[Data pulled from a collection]
________________________
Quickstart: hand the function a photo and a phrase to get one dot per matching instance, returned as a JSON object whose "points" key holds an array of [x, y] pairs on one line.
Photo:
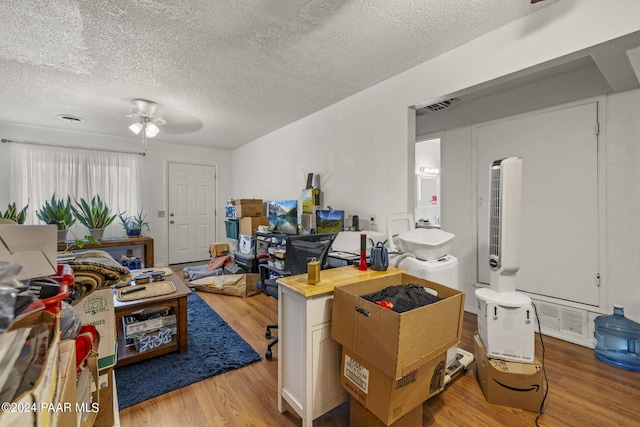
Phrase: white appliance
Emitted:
{"points": [[505, 317], [423, 252]]}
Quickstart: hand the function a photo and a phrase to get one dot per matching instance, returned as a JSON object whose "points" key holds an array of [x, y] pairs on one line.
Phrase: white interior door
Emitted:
{"points": [[559, 232], [192, 212]]}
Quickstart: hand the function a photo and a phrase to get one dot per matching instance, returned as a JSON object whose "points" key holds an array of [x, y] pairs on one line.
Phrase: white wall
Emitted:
{"points": [[362, 142], [623, 202], [154, 173]]}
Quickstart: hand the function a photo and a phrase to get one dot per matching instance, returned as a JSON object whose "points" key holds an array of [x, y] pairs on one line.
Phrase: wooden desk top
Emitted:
{"points": [[331, 278], [181, 291]]}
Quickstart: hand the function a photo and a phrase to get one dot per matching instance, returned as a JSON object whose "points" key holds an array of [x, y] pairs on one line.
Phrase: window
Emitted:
{"points": [[38, 172]]}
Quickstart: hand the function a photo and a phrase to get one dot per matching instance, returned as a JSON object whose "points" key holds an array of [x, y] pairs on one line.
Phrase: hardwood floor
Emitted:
{"points": [[582, 390]]}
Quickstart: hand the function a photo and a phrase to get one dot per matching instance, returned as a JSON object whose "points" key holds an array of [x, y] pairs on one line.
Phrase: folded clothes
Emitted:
{"points": [[200, 271], [93, 270], [102, 265]]}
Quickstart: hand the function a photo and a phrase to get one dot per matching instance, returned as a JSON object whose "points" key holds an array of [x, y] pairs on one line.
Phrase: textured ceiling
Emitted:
{"points": [[222, 72]]}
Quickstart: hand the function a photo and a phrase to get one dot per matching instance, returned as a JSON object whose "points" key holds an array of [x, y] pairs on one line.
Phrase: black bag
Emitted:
{"points": [[379, 258]]}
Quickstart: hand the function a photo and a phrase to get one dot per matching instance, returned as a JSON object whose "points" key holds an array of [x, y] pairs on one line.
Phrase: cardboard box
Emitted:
{"points": [[359, 416], [515, 384], [247, 207], [396, 343], [97, 309], [249, 225], [387, 398], [39, 399]]}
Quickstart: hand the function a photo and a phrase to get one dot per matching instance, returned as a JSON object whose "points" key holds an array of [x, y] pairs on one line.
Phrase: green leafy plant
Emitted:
{"points": [[133, 222], [95, 215], [14, 214], [57, 212]]}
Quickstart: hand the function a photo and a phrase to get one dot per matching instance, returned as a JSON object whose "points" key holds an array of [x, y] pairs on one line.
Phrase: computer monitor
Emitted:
{"points": [[303, 248], [329, 221], [283, 216]]}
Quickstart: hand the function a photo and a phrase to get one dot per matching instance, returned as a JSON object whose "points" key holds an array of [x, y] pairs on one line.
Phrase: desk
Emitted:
{"points": [[308, 359], [145, 242], [177, 300]]}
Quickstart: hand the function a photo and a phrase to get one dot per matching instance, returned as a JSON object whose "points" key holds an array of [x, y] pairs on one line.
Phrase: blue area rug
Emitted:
{"points": [[214, 348]]}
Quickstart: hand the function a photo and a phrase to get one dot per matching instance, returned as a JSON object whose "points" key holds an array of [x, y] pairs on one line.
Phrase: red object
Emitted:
{"points": [[64, 276], [363, 253], [386, 304]]}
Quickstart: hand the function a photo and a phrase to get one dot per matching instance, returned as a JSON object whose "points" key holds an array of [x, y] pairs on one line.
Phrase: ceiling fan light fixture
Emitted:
{"points": [[136, 127], [151, 130]]}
________________________
Exercise instructions:
Count the lines of the material that contain the word "ceiling", treating case as significant, and give only that number.

Exercise answer:
2